╭─ Supplied information

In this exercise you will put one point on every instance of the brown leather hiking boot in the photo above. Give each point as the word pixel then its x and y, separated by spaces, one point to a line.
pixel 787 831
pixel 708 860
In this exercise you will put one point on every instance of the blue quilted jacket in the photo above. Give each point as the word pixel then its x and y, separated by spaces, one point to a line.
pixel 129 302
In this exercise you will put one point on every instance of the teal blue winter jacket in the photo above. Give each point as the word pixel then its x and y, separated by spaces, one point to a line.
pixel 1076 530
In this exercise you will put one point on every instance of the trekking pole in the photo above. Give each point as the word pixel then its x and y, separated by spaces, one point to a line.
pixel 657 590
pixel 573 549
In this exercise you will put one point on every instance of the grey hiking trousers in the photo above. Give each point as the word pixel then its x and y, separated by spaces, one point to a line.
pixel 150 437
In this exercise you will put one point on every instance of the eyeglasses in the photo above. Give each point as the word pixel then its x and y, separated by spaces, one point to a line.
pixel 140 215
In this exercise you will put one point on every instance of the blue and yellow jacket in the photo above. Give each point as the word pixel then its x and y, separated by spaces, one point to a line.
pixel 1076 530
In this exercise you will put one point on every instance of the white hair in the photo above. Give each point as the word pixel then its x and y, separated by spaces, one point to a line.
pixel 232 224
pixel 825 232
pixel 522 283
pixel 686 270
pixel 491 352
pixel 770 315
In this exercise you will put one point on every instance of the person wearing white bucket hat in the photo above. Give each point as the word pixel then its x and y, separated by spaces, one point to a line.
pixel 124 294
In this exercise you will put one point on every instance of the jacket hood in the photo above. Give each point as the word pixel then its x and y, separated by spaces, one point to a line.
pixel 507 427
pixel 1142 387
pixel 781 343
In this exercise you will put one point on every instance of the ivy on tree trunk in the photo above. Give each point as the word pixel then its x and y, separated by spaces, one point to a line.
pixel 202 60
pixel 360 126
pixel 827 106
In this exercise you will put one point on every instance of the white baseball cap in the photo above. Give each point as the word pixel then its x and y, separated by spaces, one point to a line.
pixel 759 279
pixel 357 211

╰─

§ Goal:
Convert every line of the records above into a JSON list of strings, with one string for each line and any blank lines left out.

§ The reply:
[
  "In this exercise you will put one point on every instance of the brown leather hiking boot in the photo above. Give each point as the word pixel then its x and y, separated by spaces, one point to a line.",
  "pixel 787 831",
  "pixel 708 860",
  "In this exercise you will put one point on every instance of the blue quilted jacket in the photo above. Give each point as the word pixel then its x and y, separated by spaces, one point to a line.",
  "pixel 129 302",
  "In this exercise you will put one point on every instance of the teal blue winter jacket in the photo above. Give each point as the word pixel then its x and y, separated by spaces, one point to a line.",
  "pixel 1076 530",
  "In this exercise you will put one point on every instance of the trekking pole in the photo above. Give each point as the word pixel then its x and y, separated by spaces, one point to a line.",
  "pixel 657 590",
  "pixel 573 549",
  "In this exercise you will put one point on every instance of the grey hiking trousers in the photo above. Give each point as the word pixel then its x and y, separated by spaces, one point to a line.",
  "pixel 150 437",
  "In this exercise you will put one point on every instance of the eyeglasses in the photo above. Give each point as the word pixel then its x and y, separated by spaces, one point to a line.",
  "pixel 140 215",
  "In this exercise you will put one point on every instance of the blue and yellow jacket in the photo above. Give each point as the word pixel then its x and y, separated by spaces, one point to a line.",
  "pixel 1076 530",
  "In this exercise you will put one point on every instance of the white hair in the photo above. Give each point as the word pixel then its x and y, separated by spaces, one point to a line.",
  "pixel 232 224",
  "pixel 825 232",
  "pixel 522 283",
  "pixel 686 270",
  "pixel 491 352",
  "pixel 770 315",
  "In this exercise you will put one point on every instance of the person wearing white bucket hat in the photo above. Give each point as the word pixel then its x and y, separated by spaces, one point to a line.",
  "pixel 124 294",
  "In this exercise you will put one point on every instance of the jacket hood in the photo above. Give each point as the word pixel then its x and y, separated by spaces, one point to a line.",
  "pixel 507 427",
  "pixel 1142 387",
  "pixel 781 343",
  "In this exercise you will put one point on every instance of the ivy on tree trunk in the photo above. Give each point as the word pixel then its x and y, separated by spaces, one point to a line.",
  "pixel 202 60",
  "pixel 360 126",
  "pixel 827 106",
  "In this exercise you will put one point on every instance of the white baseball cap in the photo above. Give each point as the word pixel then its x and y, separated by spaces, one point to a line.",
  "pixel 759 279",
  "pixel 357 211"
]